*Text segment*.
Cells and cell culture for in-cell activity analysis

HD-MBO3 Group 3 medulloblastoma cells were cultured in RPMI medium supplemented with 10% fetal bovine serum (FBS, both from Sigma-Aldrich, St. Louis, USA), 1% Penicillin-Streptomycin, and 1% GlutaMAX (both from Gibco/Thermo Fisher Scientific, Waltham, USA). The cells were maintained at 37 °C in a humidified atmosphere containing 5% CO2. Chemicals: Copanlisib (BAY 80-6946, Selleckchem, Munich, Germany) and other compounds were dissolved in 100% dimethyl sulfoxide (DMSO) at a stock concentration of 10 to 100 mM and stored at −20 °C. DMSO was used as solvent control in all assays.


The cells were seeded in six-well plates and starved in a serum-free medium for 48 h before treatment. Cells were pretreated with either DMSO (solvent control), 100 nM copanlisib (positive control) or compounds for 3 h, and then treated for 15 min with 10 ng ml−1 recombinant human EGF protein (PeproTech, London, UK, Cat.100-15). Cells were then lysed using RIPA buffer (30 mM HEPES, pH 7.4, 150 mM NaCl, 1% Nonidet P-40, 0.5% sodium deoxycholate, 0.1% sodium dodecyl sulfate, 5 mM EDTA) supplemented with protease (Complete Mini) and phosphatase inhibitors (PhosSTOP, both from Roche, Basel, Switzerland) and cleared by centrifugation for 5 min. Protein concentration was measured using the Pierce BCA Protein Assay Kit according to the manufacturer’s (Thermo Fisher Scientific, Waltham, USA) instructions. Protein separation was performed on Mini-Protean TGX (4–20%) SDS-PAGE gel and transferred to PVDF membranes (both from Bio-Rad, Hercules, USA). After 1 h of blocking with 5% non-fat dry milk, membranes were probed with primary anti-AKT (#9272), anti-phospho-AKT (p-AktSer473) (#4060), and anti-GAPDH antibodies (#2118, all from Cell Signaling Technology, Danvers, USA,). HRP-linked secondary antibodies were used to detect the primary antibodies. Chemiluminescence detection was carried out using ChemiDoc Touch Gel and Western Blot imaging system (Bio-Rad, Hercules, USA). Integrated densities of protein bands from two independent IB experiments were determined using Fiji software74. Background signal was subtracted from all measurements. p-AKT signal was normalized to total AKT.

*What this exercise asks*.
1. Answer these questions about the cell culture methods text, one per line:
(a) What percentage of CO2 was in the atmosphere where the cells were maintained?
(b) How long were the cells starved in serum-free medium before treatment?
(c) What was the p-AKT signal normalized to?
2. Can you carry the cell culture methods text forward, starting right after its final sentence?

*Listed entries*.
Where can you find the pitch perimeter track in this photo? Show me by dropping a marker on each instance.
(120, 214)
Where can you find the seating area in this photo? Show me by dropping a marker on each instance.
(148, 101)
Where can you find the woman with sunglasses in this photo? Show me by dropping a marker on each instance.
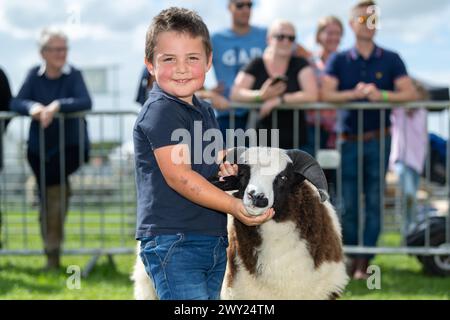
--
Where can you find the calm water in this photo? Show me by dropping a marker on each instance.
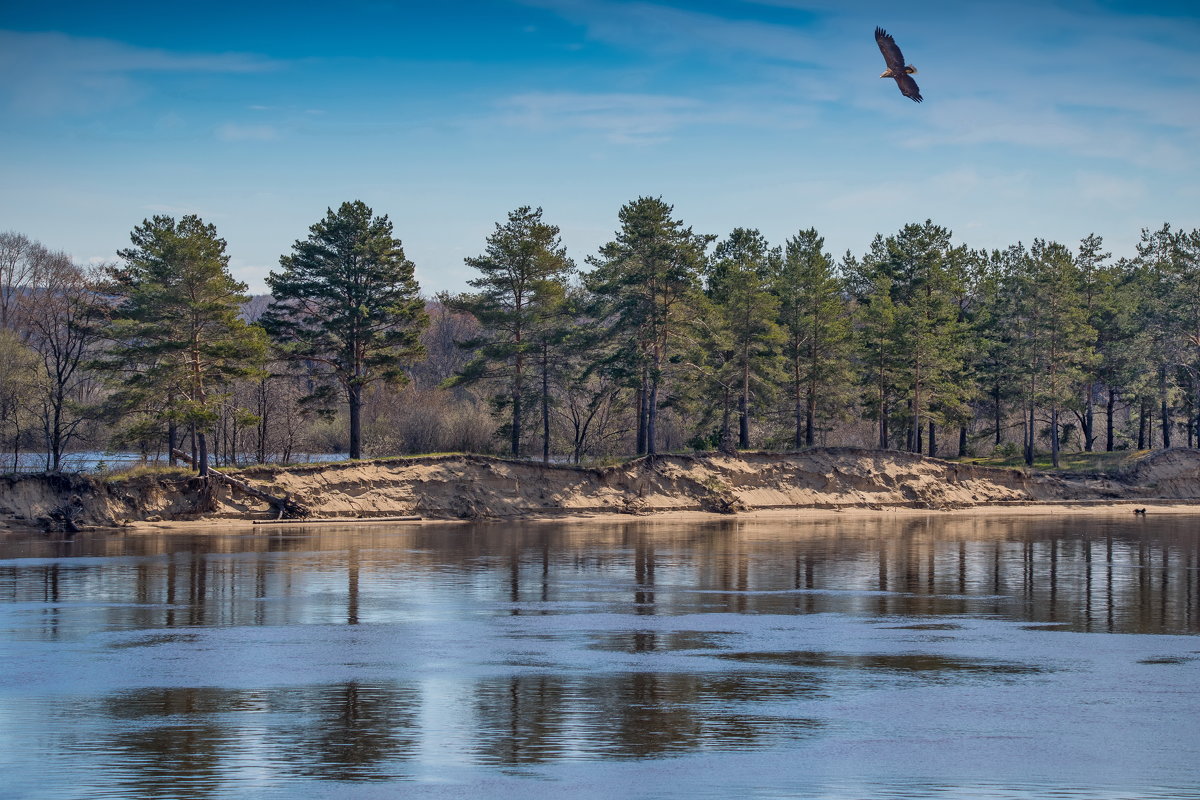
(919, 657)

*Numbered answers*.
1.
(a) 5%
(b) 48 h
(c) Total AKT

2.
Cell viability/proliferation (Cell TiterGlo) assay

Cell viability was determined using CellTiter-Glo® 2.0 Cell Viability Assay (G9242, Promega, Madison, USA). About 500 cells per 20 μl were seeded in a flat bottom 384-well plate (781098, Greiner bio-one, Kremsmünster, Austria). Increasing concentrations of compounds were deposited on cells using an HP Digital Drug Dispenser (Hewlett-Packard, Palo Alto, USA) with DMSO total volume normalization. After 72 h, the CellTiter-Glo reagent was added (volume/volume) following the manufacturer’s instructions. Luminescence representing the number of viable cells was quantified with a Cytation 3 imaging reader (BioTek, Winooski, USA). Measurements from a total of N = 4 (copanlisib) or 7 (compounds 18 or 22) technical replicas were combined from two independent experiments. Prism 9 software (GraphPad Software, San Diego, CA, USA) was used to calculate best-fit values of inhibitor vs. normalized response and to predict IC50.

Chemical synthesis and analytics

For a full description of the chemical synthesis and compound analytics, see the Supplementary Material.

TIGER target prediction

TIGER software (version 19.7, GmbH, Zurich, Switzerland) was used as described in ref. 75. Molecules were represented in terms of CopyCATS (version 3.2) topological pharmacophore descriptor vectors for input to TIGER76. Any predictions of PI3K subtypes were considered correct predictions.

Reporting summary

Further information on research design is available in the Nature Portfolio Reporting Summary linked to this article.